→ **What this task involves**:
Which lines in the listing below contain the string "leafy"? Pull out every one of them, and count only matches in the same case.

→ **Task inputs**:
::::
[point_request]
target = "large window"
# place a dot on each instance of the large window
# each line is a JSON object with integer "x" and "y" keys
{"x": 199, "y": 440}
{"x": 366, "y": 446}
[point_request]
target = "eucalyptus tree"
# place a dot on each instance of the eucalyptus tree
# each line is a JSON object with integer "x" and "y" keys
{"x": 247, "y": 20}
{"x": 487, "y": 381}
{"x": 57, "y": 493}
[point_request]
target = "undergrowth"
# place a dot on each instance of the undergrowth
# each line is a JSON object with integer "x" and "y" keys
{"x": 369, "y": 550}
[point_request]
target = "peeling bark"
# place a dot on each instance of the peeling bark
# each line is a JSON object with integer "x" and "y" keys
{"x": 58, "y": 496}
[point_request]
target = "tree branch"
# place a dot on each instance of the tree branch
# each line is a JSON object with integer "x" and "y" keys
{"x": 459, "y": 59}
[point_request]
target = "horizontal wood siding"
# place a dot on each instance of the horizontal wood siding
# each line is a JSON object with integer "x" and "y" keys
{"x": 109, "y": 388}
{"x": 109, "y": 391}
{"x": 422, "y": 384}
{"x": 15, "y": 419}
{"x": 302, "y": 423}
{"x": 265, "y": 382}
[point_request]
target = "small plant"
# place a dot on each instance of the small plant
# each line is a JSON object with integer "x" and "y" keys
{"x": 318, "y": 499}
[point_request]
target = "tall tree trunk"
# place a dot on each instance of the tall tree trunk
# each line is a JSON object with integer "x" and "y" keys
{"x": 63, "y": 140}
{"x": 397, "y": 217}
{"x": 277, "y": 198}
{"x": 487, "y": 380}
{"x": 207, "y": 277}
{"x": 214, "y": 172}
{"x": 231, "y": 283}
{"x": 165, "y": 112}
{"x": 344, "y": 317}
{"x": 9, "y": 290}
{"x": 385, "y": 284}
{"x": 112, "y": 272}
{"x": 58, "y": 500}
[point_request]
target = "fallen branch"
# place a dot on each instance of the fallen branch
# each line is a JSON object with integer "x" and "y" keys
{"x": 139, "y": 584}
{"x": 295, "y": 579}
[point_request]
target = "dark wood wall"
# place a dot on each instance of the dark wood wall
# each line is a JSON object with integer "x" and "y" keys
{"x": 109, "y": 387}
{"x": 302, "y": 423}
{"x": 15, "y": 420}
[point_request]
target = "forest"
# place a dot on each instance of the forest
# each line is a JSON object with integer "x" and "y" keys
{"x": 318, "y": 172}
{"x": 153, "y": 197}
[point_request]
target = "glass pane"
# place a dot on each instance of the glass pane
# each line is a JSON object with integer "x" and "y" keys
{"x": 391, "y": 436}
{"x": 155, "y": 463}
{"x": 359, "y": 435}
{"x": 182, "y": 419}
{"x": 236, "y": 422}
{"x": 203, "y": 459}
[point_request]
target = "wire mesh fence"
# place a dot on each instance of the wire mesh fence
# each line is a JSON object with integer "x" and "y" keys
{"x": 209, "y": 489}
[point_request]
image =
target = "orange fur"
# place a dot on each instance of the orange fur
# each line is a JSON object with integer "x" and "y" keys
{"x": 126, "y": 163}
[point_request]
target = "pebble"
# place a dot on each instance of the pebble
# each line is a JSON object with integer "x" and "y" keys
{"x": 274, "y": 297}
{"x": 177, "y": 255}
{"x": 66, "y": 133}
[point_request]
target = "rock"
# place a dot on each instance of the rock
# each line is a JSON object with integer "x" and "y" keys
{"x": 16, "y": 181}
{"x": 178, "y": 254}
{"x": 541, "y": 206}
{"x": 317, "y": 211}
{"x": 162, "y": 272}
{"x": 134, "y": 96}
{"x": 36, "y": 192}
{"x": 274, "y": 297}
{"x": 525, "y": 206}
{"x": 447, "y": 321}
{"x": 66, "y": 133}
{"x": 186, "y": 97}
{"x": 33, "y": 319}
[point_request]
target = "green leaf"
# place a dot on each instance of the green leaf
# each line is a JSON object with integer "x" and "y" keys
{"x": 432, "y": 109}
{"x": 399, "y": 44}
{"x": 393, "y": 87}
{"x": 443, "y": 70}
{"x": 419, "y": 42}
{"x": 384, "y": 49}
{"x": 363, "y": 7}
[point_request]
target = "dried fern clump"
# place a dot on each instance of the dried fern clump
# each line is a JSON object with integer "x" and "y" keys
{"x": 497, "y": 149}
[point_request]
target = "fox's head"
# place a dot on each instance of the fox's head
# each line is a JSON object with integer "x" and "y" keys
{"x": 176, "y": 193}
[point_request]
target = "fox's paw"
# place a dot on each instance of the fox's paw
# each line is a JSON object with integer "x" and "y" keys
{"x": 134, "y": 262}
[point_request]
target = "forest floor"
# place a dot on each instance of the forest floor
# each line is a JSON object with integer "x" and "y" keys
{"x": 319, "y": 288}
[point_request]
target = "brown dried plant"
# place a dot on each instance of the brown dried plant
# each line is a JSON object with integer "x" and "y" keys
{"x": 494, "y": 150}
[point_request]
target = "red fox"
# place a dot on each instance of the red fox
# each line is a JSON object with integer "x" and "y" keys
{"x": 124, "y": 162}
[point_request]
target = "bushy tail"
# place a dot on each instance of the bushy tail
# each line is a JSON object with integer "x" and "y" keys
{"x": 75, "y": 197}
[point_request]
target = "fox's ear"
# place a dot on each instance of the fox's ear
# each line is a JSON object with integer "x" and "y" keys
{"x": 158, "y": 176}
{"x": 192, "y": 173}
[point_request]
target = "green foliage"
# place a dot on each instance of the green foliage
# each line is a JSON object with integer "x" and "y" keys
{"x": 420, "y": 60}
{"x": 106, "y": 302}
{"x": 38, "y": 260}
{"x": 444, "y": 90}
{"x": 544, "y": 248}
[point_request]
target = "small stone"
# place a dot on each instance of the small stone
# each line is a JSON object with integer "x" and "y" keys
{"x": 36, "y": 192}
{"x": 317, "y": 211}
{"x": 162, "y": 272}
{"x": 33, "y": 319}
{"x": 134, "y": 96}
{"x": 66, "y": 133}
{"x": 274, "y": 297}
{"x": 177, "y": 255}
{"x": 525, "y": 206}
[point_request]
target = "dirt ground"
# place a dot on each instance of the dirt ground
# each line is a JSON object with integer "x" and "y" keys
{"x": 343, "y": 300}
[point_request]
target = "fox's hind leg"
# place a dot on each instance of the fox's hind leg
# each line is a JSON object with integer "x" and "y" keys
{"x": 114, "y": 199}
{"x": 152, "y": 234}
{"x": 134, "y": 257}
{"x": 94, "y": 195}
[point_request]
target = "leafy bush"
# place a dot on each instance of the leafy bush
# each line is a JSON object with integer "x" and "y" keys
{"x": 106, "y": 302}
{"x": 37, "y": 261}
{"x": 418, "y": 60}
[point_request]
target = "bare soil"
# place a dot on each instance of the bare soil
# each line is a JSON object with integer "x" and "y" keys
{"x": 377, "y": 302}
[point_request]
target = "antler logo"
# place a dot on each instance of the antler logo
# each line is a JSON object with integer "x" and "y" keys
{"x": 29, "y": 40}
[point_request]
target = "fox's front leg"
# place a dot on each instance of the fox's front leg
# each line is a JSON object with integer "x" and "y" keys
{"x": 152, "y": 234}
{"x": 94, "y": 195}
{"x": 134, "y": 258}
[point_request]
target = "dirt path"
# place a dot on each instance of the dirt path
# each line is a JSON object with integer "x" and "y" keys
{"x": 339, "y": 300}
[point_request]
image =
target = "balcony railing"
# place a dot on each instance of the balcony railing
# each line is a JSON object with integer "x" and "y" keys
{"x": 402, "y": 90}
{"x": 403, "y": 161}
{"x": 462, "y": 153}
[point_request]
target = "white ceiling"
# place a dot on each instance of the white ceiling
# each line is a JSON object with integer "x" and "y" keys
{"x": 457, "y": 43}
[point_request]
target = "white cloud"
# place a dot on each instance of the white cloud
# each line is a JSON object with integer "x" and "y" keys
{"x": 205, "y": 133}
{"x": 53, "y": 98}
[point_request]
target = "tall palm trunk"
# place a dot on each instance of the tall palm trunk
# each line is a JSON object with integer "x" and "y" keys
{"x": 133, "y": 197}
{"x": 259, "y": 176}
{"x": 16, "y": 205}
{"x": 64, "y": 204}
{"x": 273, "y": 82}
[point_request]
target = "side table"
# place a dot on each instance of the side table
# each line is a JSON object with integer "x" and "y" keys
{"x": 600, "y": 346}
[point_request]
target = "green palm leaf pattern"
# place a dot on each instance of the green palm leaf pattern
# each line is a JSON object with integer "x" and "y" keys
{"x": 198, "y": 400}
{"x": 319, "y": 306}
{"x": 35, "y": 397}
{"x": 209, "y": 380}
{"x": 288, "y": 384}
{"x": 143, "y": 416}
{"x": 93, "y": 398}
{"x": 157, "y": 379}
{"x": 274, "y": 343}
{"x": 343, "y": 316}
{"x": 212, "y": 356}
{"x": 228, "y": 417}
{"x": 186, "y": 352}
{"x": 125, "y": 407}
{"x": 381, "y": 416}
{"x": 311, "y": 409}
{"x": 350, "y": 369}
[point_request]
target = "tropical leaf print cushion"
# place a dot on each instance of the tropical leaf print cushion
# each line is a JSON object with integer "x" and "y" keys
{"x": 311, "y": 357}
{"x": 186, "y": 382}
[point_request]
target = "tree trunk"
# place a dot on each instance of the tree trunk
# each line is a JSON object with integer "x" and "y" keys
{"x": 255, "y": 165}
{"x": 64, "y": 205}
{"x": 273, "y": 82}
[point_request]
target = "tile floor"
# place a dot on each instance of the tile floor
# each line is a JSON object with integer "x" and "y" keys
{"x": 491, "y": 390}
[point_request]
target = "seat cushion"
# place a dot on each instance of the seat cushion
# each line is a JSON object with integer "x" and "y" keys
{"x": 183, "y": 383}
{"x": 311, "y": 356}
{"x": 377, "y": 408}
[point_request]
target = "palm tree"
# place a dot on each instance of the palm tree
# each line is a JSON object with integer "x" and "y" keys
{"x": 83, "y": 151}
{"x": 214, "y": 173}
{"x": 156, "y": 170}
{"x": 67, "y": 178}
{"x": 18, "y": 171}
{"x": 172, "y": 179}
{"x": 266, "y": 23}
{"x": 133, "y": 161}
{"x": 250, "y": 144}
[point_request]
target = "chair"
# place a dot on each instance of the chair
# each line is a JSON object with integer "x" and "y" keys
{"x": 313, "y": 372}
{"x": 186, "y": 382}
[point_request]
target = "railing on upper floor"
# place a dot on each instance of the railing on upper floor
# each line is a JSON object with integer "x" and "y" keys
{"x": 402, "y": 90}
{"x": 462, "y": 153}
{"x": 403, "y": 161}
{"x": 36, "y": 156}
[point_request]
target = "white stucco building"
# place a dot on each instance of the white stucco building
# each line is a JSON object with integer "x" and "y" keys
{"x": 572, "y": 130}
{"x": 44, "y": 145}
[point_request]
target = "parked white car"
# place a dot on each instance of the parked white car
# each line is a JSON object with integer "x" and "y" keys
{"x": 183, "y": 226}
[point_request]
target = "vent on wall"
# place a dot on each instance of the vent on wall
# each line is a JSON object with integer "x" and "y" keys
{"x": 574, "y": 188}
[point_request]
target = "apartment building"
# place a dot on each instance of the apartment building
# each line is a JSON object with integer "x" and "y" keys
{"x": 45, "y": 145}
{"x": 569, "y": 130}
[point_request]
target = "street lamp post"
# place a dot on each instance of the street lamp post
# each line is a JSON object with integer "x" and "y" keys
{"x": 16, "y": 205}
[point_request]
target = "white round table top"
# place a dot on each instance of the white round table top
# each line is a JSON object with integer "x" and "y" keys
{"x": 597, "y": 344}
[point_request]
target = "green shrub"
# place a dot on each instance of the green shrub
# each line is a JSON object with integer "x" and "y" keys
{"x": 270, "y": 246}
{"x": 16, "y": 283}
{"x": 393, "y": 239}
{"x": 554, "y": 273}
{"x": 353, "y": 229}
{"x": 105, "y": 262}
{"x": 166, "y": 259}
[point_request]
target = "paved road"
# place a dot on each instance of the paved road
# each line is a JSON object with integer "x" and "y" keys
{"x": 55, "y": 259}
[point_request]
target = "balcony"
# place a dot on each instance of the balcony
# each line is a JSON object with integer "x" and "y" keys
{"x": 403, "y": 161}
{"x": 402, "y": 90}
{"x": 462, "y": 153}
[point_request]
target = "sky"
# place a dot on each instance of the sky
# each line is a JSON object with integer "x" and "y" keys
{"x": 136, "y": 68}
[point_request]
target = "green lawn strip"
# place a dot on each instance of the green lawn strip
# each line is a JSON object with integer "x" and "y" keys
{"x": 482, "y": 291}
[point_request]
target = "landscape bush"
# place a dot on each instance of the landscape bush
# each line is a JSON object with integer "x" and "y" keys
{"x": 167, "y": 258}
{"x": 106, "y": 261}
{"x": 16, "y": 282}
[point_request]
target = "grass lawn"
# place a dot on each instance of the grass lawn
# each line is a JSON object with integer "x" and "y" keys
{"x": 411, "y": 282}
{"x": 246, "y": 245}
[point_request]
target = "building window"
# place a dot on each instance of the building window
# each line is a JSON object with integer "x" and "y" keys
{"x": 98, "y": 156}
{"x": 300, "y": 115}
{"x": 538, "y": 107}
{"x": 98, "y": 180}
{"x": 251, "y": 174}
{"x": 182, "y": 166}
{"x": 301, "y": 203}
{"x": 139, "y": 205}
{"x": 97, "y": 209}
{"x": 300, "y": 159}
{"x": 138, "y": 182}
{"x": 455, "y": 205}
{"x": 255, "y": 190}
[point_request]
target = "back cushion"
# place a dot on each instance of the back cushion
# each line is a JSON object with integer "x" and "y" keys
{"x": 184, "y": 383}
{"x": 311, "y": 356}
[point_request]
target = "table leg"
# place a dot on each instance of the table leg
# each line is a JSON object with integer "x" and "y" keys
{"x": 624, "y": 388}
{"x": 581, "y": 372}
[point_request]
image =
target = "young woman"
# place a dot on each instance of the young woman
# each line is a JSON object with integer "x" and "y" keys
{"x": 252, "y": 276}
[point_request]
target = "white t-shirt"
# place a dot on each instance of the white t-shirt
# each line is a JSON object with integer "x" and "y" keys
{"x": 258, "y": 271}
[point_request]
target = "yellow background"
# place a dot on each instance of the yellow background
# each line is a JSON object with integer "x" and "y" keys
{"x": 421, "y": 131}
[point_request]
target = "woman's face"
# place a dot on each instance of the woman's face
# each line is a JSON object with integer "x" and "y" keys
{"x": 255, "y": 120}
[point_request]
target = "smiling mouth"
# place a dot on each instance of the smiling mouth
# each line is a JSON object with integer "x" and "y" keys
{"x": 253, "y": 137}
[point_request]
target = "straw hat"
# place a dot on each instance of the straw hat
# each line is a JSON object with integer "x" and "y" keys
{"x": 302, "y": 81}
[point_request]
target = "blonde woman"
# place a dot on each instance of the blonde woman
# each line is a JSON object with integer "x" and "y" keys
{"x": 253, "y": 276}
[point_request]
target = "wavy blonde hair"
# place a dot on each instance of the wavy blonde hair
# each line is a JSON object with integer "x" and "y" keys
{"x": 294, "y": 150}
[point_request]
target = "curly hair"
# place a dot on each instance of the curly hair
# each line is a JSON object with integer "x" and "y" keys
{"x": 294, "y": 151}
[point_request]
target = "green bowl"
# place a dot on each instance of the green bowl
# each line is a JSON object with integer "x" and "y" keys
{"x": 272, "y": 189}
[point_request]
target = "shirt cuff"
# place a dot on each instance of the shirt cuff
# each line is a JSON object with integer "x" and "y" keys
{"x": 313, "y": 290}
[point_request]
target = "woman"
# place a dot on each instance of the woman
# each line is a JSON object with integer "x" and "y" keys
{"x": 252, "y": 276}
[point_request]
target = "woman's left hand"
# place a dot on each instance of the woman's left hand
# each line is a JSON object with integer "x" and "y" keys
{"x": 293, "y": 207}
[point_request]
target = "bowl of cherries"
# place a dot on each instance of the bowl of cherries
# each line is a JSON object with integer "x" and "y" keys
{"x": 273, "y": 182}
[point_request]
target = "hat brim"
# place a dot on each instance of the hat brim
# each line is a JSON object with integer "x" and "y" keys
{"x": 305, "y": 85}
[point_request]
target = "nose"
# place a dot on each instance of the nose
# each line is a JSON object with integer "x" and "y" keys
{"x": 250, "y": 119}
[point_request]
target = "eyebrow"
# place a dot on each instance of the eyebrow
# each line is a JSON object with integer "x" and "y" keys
::::
→ **Answer to the exercise**:
target = "leafy bush"
# place a dot on each instance of the leafy bush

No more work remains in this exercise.